→ **Quoted passage**

################

In concluding that it had jurisdiction over D.I.'s adversary complaint, the bankruptcy court relied on In re Fontainebleau Hotel Corp., 508 F.2d 1056 (5th Cir. 1975), and In re Kassuba, 396 F. Supp. 324 (N.D.Ill.1975). In both Fontainebleau and Kassuba, the debtor filed for reorganization and continued operating its business as a debtor-in-possession. In each case, the debtor, which owed unpaid telephone charges to its telephone company, was subsequently notified by the telephone company that it had two options concerning its future telephone service. As in the instant case, the telephone company informed its customer that it could either pay its outstanding prebankruptcy debt and continue with existing service or begin new service using new telephone numbers. Fontainebleau, 508 F.2d at 1058; Kassuba, 396 F. Supp. at 325. In both Fontainebleau and Kassuba, the bankruptcy court held that the debtor did not have to accept the telephone company's options. Each court enjoined the phone company from requiring the payment of prebankruptcy debt as a condition to continued service under the existing phone numbers. Id. The phone company in each case then appealed the bankruptcy court's order. Each phone company questioned whether the bankruptcy court had jurisdiction to enter such an order. Id.

In the Fontainebleau appeal, the Fifth Circuit found that the bankruptcy court had properly exercised jurisdiction. The court, citing Thompson v. Magnolia Petroleum Co., 309 U.S. 478, 481, 60 S. Ct. 628, 629, 84 L. Ed. 876 (1940), stated:

 
For the bankruptcy court to have summary jurisdiction, the debtor or his trustee must have possession, constructive or actual, of the property in question. He need not, however, have title to the property.

508 F.2d at 1058. The court then found that the debtor had possession of the phone numbers it was using at the time it filed its petition. The court reasoned that "(r)ight of use is surely the most important attribute of possession, and the [debtor] clearly had the right of use as to these phone numbers at the time the petition in bankruptcy was filed." Id. at 1059. Therefore, the court ruled that the bankruptcy court had summary jurisdiction over the phone numbers and had the power to issue the injunction. Id.

################

→ **Rows**
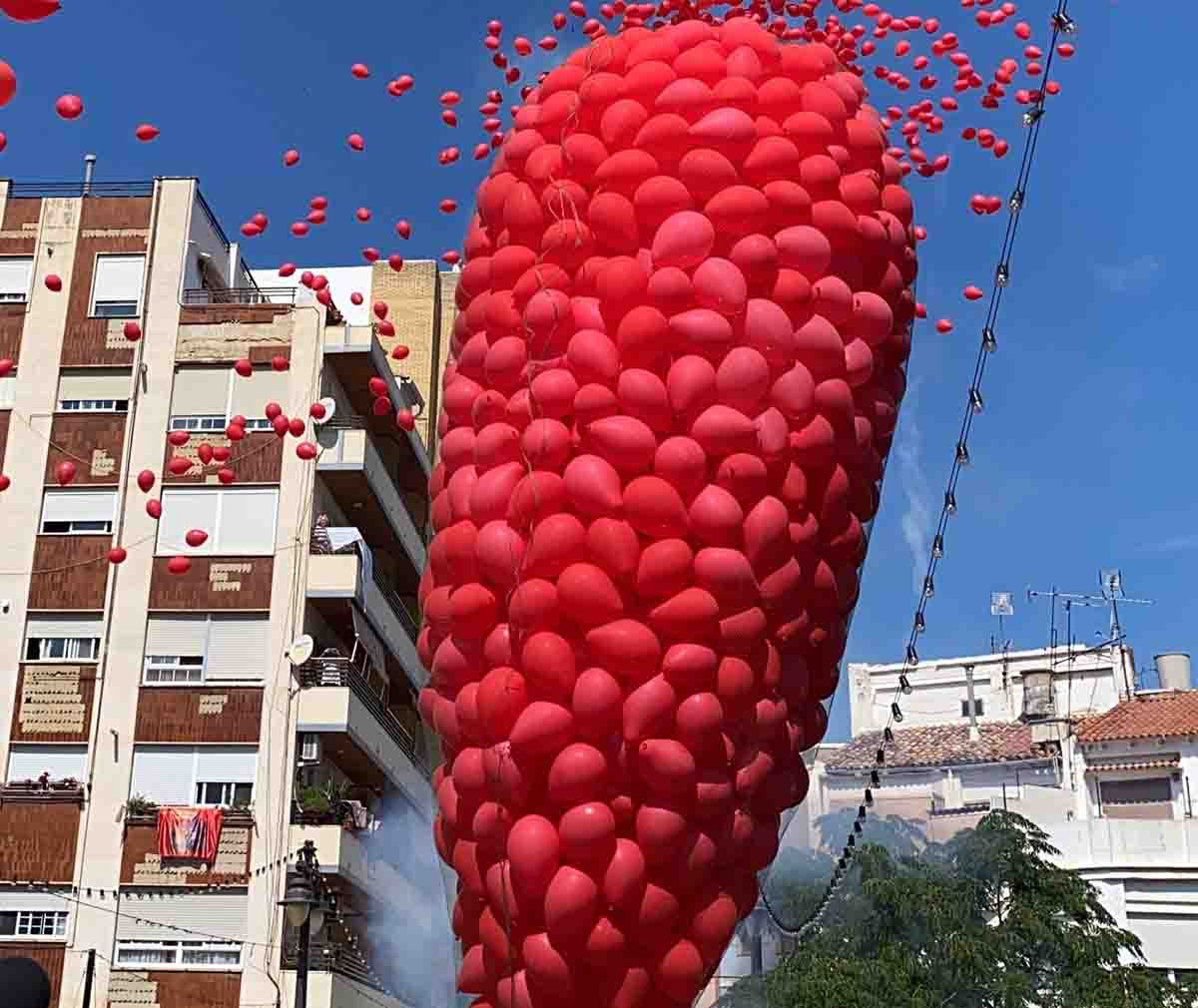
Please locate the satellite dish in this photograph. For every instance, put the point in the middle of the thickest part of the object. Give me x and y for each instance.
(329, 405)
(300, 649)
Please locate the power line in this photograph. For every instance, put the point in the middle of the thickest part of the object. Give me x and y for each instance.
(1031, 120)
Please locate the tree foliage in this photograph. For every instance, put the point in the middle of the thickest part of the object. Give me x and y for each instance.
(986, 921)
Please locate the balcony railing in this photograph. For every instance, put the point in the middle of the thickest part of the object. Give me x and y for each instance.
(67, 190)
(334, 672)
(252, 295)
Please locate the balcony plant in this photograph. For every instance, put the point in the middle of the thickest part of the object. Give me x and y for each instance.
(139, 804)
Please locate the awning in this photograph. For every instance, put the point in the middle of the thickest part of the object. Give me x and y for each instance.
(1165, 761)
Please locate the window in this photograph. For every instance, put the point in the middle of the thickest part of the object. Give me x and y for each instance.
(239, 522)
(226, 792)
(209, 423)
(204, 397)
(184, 649)
(78, 511)
(178, 953)
(94, 390)
(195, 774)
(1143, 791)
(174, 670)
(117, 286)
(30, 761)
(33, 923)
(54, 640)
(16, 277)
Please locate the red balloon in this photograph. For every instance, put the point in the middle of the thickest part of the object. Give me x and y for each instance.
(689, 275)
(69, 107)
(7, 83)
(29, 10)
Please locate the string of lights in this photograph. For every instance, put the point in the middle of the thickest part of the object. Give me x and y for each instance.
(1061, 23)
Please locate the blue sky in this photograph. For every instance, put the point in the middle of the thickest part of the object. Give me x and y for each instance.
(1084, 455)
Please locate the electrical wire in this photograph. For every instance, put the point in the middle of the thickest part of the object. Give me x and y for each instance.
(1033, 120)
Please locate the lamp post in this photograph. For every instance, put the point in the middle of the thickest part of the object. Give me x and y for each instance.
(305, 911)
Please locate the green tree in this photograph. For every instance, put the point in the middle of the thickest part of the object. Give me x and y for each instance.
(986, 921)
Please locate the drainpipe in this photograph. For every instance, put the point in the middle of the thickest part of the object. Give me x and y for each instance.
(974, 734)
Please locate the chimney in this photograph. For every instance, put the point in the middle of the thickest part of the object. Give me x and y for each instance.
(1173, 671)
(974, 734)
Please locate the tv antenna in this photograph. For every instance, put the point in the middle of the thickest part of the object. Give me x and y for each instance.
(1001, 606)
(1111, 598)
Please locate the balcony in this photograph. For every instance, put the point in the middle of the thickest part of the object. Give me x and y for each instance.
(360, 732)
(356, 355)
(1135, 844)
(336, 578)
(353, 467)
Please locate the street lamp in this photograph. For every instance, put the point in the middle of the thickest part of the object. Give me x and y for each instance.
(305, 912)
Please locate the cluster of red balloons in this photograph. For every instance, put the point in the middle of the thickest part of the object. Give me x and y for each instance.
(674, 379)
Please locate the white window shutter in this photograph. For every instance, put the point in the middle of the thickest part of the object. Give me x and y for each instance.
(227, 762)
(238, 648)
(16, 274)
(95, 383)
(28, 762)
(184, 510)
(64, 626)
(79, 505)
(251, 395)
(119, 277)
(201, 391)
(165, 773)
(173, 918)
(247, 522)
(175, 635)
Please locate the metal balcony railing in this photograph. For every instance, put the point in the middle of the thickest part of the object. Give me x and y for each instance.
(251, 295)
(342, 673)
(67, 190)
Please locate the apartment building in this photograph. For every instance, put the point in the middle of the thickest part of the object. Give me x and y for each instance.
(208, 619)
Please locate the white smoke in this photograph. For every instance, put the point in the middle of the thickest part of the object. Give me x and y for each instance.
(916, 522)
(408, 939)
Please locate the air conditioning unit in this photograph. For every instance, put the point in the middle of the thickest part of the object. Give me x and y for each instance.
(309, 748)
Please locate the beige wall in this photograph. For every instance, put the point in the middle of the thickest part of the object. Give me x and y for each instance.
(420, 301)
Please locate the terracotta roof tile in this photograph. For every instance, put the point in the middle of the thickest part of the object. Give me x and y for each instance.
(938, 745)
(1151, 716)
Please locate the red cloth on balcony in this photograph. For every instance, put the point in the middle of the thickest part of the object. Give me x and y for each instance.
(193, 833)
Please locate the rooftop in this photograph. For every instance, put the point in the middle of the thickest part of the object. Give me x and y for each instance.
(1147, 716)
(938, 745)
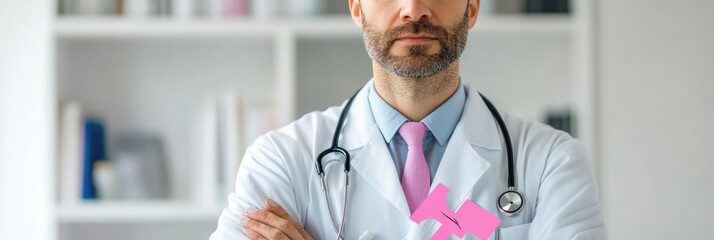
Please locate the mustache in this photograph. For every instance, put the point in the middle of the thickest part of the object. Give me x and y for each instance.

################

→ **The tasks**
1. Reproduce the bankruptcy jurisdiction passage from "For the bankruptcy" to "to the property.".
2. Render the records from the line with "Please locate the red cloth" through the end of the records as a Markdown table with columns Row and Line, leaving out blank lines and the pictures.
The text and the records are unrelated to each other.

→ **Answers given**
1.
For the bankruptcy court to have summary jurisdiction, the debtor or his trustee must have possession, constructive or actual, of the property in question. He need not, however, have title to the property.

2.
| Row | Line |
|---|---|
| 1 | Please locate the red cloth on balcony in this photograph. For every instance, put the point in the middle of the thickest part of the object. Give me x and y for each instance. |
| 2 | (193, 833) |
| 3 | Please locate the rooftop in this photograph. For every instance, put the point in the middle of the thickest part of the object. Give me x and y for each instance. |
| 4 | (1147, 716) |
| 5 | (938, 745) |
| 6 | Please locate the mustache in this photograph. For every instance, put the point in the middle of the thickest part of the object. Give me x and y for each instance. |